**Problem requirements:**
Each record needs to be transcribed exactly.

Natural-language object grounding data:
[Start of Attachment]

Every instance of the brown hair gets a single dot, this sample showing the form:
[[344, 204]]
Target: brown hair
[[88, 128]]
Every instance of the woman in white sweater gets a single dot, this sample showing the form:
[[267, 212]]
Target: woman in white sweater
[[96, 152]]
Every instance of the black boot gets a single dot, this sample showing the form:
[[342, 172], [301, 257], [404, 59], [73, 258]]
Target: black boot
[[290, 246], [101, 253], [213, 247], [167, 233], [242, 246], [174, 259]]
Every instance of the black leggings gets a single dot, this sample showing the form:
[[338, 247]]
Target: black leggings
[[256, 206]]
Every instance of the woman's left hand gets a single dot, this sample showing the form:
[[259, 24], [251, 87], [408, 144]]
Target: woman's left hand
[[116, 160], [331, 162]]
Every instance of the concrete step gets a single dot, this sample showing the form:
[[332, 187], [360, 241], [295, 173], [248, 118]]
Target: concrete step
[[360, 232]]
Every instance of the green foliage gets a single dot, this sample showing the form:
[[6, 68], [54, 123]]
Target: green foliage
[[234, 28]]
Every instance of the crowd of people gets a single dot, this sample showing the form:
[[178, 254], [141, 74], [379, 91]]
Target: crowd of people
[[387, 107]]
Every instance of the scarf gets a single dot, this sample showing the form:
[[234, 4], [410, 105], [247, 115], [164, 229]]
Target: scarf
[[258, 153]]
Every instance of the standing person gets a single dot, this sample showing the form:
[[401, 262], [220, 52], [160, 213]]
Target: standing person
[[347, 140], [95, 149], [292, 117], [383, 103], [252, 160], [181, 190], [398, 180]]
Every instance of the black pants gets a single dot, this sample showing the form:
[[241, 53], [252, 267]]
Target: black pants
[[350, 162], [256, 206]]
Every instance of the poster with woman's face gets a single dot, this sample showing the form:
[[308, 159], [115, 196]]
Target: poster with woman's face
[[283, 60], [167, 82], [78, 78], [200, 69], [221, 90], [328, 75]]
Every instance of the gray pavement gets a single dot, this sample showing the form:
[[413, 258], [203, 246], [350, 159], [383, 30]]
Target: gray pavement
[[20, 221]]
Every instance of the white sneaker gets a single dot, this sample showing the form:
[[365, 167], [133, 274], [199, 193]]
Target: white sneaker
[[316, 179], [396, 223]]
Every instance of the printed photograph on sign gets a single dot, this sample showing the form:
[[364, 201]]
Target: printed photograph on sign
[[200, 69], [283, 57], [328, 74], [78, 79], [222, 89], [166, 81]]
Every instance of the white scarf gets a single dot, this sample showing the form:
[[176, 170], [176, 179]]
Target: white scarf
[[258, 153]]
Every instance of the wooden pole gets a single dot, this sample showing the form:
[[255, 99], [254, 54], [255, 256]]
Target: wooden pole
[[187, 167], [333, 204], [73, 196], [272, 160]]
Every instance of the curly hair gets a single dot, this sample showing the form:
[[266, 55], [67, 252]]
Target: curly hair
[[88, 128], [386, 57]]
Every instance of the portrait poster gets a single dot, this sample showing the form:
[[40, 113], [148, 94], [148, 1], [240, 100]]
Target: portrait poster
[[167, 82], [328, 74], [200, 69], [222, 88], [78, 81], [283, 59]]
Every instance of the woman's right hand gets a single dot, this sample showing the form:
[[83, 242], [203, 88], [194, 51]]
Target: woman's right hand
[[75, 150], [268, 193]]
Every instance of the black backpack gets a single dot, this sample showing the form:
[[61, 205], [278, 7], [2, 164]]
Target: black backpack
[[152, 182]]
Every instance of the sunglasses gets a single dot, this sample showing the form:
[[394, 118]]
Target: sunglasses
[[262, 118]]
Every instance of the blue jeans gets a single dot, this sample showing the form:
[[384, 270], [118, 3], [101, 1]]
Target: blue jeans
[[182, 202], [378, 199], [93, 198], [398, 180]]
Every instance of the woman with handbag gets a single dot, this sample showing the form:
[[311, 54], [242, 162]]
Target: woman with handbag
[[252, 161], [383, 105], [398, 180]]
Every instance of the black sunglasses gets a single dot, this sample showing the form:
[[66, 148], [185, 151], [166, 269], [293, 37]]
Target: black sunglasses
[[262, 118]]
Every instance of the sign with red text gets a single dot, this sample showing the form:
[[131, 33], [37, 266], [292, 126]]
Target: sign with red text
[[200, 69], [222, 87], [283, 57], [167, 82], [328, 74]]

[End of Attachment]

**Answer below:**
Every instance of the brown hair gets a single dot, this sample showing the form:
[[344, 204]]
Target: brown hair
[[88, 128]]
Every instance of the woman in white sweater gets a single dot, this sample showing the form:
[[267, 212]]
Target: woman in white sweater
[[96, 152]]
Every instance of the black boot gets a single dot, this sample showing the form:
[[342, 172], [301, 257], [404, 59], [73, 258]]
Target: black boot
[[290, 246], [101, 253], [213, 247], [167, 233], [242, 246], [174, 259]]
Every instance of the black leggings gets a single dot, this sample showing the form:
[[338, 247]]
Target: black leggings
[[256, 206]]
Every instance of the woman's left hand gets a single dot, this sample showing the form:
[[259, 24], [251, 87], [408, 144]]
Target: woman's left hand
[[116, 160], [331, 162]]
Every instance of the concrete step gets a single dot, this sample showing the form:
[[332, 187], [360, 241], [295, 173], [248, 118]]
Target: concrete step
[[360, 232]]
Every instance of the green foliage gets a single dot, this sample showing the form:
[[6, 68], [54, 123]]
Target: green foliage
[[234, 28]]
Every instance of the crowd of people gets a single dot, this sample showing the form:
[[178, 254], [141, 74], [379, 91]]
Target: crowd of people
[[387, 107]]
Every instance of the scarf gets a single dot, this sample showing the form:
[[234, 4], [410, 105], [247, 115], [164, 229]]
Target: scarf
[[258, 153]]
Every instance of the standing person gets a single dot, this sample showing the form:
[[401, 262], [220, 52], [160, 213]]
Target: standing person
[[347, 140], [95, 149], [292, 117], [383, 103], [252, 160], [181, 190], [398, 180]]
Every instance of the black pants gets a single dot, this sample showing the form:
[[241, 53], [252, 267]]
Target: black pants
[[350, 162], [256, 206]]
Every instance of the poster with woman's face gets a single dot, this sample showing the form:
[[308, 159], [115, 196]]
Target: poster with woman's face
[[283, 60], [167, 82], [78, 78], [200, 69], [221, 90], [328, 75]]
Every instance of the gray pavement gets a single dot, this sample showing the form:
[[413, 258], [203, 246], [350, 159], [383, 30]]
Target: gray pavement
[[20, 221]]
Every instance of the white sneaker gets a single dot, this sample showing the form:
[[365, 167], [133, 274], [199, 193]]
Target: white sneaker
[[316, 179], [396, 223]]
Every instance of the printed photograph on sign gets a single dot, this sample showing the form:
[[364, 201]]
Target: printed photograph on sign
[[200, 69], [283, 57], [328, 74], [78, 79], [222, 89], [166, 81]]
Every instance of the white scarf gets a single dot, this sample showing the form:
[[176, 170], [176, 179]]
Target: white scarf
[[258, 153]]
Every instance of the wooden pole gets a single dot, this sample showing the form:
[[255, 99], [254, 54], [255, 256]]
Target: wooden pole
[[187, 167], [333, 204], [73, 196], [272, 160]]
Every instance of the curly hair gets a single dot, this sample showing the form:
[[266, 55], [67, 252]]
Target: curly hair
[[88, 128], [386, 57]]
Every instance of the portrait poster gets a single dot, this sample showing the form:
[[40, 113], [148, 94], [148, 1], [240, 100]]
Target: portrait poster
[[167, 82], [328, 74], [200, 69], [222, 88], [78, 81], [283, 59]]
Every instance of the woman's right hand gets a single dot, this sample showing the form:
[[83, 242], [203, 88], [194, 51]]
Target: woman's right hand
[[75, 150], [268, 193]]
Every instance of the black backpack gets a single dot, this sample showing the form:
[[61, 205], [278, 7], [2, 164]]
Target: black backpack
[[152, 182]]
Every instance of the sunglasses gets a single dot, this sample showing the form:
[[394, 118]]
Target: sunglasses
[[262, 118]]
Every instance of the blue jeans gets a single dot, this sample showing the form:
[[384, 270], [118, 3], [101, 1]]
Target: blue jeans
[[182, 202], [378, 199], [93, 198], [398, 180]]
Every instance of the woman with handbag gets a single dot, this sample showing the form:
[[311, 54], [242, 162]]
Target: woman with handbag
[[252, 161], [383, 105], [398, 180]]
Every instance of the black sunglasses gets a single dot, this sample showing the form:
[[66, 148], [185, 151], [166, 269], [293, 37]]
Target: black sunglasses
[[262, 118]]
Every instance of the sign with red text gets a single dot, this sample showing the form:
[[131, 33], [37, 266], [292, 126]]
Target: sign with red text
[[200, 69], [222, 87], [283, 57], [167, 82], [328, 74]]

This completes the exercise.